MobsPy is a Python-based language to specify, simulate, and analyze CRNs. It follows a modular, object-oriented, approach, where species are grouped into meta-species and reactions into meta-reactions. For an overview see Cravo, Függer, Nowak, Prakash. CMSB. There is also detailed documentation available on readthedocs.io.

While we have already used MobsPy in the Introduction lecture to simulate basic CRNs, this writeup discusses its features in greater detail.

The Python library is available via pypi and github. You can install it by uncommenting and running:

# %pip install mobspy

Let's start by including some basic MobsPy classes and plotting.

from mobspy import BaseSpecies, Simulation, Zero, u, New
import matplotlib.pyplot as plt

The most basic concept is a BaseSpecies. They represent the species within a CRN. Let us start with a simple model of a genetic circuit that has as input a repressor and as output GFP.

Our species are:

• Repressor molecule
• DNA that contains the circuit: each one can be in a free and occupied (by the repressor) state.
• mRNA (of GFP sequence)
• GFP

In MobsPy species are automatically named according to the variable names and can be created with a single call. For the moment, we do not specify states of these species.

Repressor, DNA, mRNA, GFP = BaseSpecies()

Following a classical CRN, we should have declared two species for DNA, one for it being free and one being occupied. While we could have written Repressor, DNAfree, DNAoccupied, mRNA, GFP = BaseSpecies(), MobsPy has a way to specify these states or characteristics of species which we are going to use. After creating a species one can simply create characteristics of it with:

DNA.free, DNA.occupied

(<mobspy.modules.meta_class.Reacting_Species at 0x114908c50>,
 <mobspy.modules.meta_class.Reacting_Species at 0x1149c4680>)

EXCERPTED RECORDS:
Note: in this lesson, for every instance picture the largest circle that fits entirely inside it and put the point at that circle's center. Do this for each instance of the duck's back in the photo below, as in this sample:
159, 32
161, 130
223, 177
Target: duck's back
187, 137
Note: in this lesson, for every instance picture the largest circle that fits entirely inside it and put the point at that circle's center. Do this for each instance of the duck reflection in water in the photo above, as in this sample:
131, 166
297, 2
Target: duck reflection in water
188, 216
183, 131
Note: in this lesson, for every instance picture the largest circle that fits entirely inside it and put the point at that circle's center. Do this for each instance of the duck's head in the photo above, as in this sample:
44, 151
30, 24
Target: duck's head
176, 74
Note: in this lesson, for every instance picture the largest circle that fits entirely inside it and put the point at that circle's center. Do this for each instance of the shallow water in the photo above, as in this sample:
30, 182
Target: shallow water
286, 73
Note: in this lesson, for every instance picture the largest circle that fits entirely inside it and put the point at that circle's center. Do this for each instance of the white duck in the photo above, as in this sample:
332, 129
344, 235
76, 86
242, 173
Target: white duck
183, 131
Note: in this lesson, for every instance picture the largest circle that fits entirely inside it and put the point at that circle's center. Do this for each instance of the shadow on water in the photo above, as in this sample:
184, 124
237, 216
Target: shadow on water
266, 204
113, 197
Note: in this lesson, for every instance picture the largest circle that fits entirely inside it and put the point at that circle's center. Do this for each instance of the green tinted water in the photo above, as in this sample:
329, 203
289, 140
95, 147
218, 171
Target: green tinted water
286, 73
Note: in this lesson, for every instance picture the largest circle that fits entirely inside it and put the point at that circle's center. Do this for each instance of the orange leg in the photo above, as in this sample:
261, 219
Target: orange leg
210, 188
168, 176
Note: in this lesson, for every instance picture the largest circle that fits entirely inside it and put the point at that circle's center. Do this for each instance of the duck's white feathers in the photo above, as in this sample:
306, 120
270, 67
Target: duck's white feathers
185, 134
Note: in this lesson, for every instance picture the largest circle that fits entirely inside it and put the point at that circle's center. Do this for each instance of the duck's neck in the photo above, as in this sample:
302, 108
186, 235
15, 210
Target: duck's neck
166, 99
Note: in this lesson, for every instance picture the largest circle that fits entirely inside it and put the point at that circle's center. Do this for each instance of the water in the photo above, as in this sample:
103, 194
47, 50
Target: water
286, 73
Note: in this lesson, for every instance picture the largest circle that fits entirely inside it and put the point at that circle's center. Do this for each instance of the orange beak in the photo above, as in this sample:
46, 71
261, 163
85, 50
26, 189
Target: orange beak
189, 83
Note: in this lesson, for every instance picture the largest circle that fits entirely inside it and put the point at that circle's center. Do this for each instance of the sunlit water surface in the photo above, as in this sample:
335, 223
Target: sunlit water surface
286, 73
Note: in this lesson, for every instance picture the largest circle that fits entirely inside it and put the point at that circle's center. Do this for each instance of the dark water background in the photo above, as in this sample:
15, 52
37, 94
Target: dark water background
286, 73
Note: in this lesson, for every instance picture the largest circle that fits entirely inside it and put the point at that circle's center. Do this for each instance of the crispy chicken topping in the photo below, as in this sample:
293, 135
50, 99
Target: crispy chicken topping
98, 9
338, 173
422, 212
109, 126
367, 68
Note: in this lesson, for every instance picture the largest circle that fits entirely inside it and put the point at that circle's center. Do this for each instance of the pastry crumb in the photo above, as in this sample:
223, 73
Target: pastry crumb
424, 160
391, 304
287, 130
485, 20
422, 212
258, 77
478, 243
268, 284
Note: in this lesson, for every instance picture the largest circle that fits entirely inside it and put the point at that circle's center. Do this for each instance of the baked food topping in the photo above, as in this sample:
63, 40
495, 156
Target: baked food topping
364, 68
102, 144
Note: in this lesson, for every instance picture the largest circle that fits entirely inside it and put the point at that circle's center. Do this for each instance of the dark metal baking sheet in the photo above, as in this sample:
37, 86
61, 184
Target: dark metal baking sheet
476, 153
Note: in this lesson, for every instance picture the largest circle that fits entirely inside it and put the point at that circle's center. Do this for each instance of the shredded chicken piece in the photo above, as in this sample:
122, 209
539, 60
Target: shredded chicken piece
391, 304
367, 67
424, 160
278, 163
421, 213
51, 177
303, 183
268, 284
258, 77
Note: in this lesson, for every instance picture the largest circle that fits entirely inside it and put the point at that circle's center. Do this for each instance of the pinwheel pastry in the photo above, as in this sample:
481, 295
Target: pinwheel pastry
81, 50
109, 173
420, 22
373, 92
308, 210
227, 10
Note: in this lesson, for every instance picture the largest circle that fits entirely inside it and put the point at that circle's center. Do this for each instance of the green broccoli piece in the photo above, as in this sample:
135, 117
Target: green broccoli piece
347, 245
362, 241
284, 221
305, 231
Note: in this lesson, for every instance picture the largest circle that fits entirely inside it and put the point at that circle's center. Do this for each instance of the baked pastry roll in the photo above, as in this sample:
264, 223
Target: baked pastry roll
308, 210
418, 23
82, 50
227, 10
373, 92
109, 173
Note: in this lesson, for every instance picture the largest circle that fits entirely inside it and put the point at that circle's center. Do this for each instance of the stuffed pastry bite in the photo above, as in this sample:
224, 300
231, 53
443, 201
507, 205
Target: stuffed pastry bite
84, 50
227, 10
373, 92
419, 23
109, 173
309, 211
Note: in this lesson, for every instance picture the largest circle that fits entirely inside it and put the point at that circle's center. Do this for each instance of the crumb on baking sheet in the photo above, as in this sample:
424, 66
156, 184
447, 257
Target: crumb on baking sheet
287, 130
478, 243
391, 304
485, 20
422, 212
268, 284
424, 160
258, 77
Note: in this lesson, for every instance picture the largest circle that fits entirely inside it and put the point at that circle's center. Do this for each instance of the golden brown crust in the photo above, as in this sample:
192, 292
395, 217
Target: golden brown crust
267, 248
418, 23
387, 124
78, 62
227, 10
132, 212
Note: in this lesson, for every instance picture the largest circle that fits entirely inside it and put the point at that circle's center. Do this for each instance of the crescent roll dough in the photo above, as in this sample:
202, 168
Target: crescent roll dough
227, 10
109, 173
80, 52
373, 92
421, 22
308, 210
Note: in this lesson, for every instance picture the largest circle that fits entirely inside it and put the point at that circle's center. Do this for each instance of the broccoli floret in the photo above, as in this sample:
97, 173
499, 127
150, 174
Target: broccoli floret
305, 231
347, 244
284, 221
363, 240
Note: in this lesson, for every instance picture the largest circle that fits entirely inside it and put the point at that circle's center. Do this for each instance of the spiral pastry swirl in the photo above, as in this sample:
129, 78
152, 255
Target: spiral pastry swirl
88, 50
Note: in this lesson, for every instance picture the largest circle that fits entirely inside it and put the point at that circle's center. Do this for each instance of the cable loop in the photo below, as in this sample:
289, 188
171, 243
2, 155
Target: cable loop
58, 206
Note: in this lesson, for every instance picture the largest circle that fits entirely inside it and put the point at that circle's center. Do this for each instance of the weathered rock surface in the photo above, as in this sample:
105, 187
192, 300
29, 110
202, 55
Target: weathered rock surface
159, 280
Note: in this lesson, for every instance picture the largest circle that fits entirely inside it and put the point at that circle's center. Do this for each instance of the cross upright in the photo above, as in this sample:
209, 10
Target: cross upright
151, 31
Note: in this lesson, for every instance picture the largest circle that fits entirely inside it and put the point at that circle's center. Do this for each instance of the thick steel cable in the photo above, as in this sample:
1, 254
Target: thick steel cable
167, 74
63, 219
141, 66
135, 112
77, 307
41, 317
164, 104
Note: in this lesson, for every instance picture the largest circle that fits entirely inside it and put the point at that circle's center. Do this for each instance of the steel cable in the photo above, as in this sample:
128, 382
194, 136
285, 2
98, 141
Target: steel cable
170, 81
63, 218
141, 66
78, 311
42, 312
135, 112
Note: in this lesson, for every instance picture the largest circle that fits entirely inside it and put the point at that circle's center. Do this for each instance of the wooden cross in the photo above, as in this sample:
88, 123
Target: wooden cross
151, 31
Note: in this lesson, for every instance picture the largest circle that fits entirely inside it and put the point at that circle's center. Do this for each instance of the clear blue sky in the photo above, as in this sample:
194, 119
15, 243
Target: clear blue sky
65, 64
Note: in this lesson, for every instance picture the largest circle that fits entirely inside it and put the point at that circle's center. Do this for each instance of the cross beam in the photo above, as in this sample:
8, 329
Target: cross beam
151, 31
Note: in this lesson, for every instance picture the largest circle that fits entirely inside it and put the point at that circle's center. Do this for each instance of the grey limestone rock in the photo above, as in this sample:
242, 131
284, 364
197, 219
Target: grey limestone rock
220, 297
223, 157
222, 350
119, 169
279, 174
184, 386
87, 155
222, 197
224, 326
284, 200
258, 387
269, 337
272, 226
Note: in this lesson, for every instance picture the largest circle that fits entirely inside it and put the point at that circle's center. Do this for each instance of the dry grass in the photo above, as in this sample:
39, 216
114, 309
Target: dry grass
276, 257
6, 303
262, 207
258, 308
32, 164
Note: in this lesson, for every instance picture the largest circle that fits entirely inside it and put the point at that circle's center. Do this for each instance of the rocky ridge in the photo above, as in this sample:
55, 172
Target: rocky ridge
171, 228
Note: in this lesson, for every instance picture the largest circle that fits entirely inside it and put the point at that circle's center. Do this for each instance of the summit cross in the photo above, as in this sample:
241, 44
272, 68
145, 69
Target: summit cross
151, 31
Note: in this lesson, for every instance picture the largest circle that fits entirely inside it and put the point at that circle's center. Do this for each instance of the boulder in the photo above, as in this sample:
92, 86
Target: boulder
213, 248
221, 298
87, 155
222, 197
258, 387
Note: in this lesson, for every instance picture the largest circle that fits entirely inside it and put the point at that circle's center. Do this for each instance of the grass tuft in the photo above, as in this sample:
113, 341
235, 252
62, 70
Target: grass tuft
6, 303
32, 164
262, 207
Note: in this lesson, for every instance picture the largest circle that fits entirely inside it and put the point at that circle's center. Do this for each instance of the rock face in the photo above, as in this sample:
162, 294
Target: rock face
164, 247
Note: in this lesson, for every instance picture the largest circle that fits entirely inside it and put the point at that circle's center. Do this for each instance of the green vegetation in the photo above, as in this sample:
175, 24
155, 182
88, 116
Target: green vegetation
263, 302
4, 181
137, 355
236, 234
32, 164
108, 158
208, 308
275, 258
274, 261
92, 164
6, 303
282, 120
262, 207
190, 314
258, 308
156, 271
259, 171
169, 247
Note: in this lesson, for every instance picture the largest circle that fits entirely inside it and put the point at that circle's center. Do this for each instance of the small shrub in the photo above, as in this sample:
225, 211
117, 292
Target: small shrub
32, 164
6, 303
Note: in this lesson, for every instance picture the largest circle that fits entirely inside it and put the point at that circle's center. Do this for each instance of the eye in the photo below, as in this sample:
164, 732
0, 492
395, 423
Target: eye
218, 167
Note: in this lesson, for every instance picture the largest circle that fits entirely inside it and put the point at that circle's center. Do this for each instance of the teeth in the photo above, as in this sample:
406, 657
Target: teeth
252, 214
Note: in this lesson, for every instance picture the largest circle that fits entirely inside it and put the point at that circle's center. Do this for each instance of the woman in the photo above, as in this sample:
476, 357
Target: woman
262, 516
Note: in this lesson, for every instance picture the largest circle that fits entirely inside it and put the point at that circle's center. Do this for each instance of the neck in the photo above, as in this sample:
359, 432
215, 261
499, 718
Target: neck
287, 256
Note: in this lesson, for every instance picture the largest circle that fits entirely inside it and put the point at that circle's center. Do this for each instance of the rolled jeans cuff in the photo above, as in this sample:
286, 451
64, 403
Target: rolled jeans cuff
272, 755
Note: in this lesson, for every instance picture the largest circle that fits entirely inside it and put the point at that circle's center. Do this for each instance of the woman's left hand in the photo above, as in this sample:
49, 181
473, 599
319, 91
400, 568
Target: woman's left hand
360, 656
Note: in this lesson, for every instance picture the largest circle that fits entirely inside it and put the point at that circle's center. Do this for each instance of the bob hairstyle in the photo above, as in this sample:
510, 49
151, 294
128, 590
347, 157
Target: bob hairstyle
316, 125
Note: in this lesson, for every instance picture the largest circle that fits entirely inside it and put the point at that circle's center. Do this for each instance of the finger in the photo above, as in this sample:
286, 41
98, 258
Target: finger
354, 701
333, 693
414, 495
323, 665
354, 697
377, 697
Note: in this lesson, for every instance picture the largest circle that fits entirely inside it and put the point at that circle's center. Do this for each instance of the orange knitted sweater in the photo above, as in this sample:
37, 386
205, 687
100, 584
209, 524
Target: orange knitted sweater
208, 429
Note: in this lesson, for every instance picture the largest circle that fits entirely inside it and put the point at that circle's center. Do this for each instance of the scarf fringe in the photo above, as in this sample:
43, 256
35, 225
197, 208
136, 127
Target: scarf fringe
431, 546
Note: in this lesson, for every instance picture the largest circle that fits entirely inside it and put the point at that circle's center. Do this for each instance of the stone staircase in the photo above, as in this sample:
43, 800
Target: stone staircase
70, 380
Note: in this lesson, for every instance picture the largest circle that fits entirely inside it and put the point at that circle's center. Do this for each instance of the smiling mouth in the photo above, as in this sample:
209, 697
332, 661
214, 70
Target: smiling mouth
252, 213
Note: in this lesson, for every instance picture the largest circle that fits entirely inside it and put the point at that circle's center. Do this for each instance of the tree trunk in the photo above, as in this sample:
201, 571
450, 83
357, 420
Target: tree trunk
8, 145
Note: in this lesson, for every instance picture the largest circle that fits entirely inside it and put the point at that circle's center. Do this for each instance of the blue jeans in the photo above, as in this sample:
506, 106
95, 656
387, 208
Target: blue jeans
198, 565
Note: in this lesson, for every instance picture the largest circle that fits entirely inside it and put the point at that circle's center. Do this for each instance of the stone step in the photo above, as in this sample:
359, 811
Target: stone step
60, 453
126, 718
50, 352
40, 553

TASK OBJECTIVE: Please copy out, word for word, everything in the MobsPy text from "# %pip install" down to "as output GFP.".

OUTPUT FOR THIS TASK:
# %pip install mobspy

Let's start by including some basic MobsPy classes and plotting.

from mobspy import BaseSpecies, Simulation, Zero, u, New
import matplotlib.pyplot as plt

The most basic concept is a BaseSpecies. They represent the species within a CRN. Let us start with a simple model of a genetic circuit that has as input a repressor and as output GFP.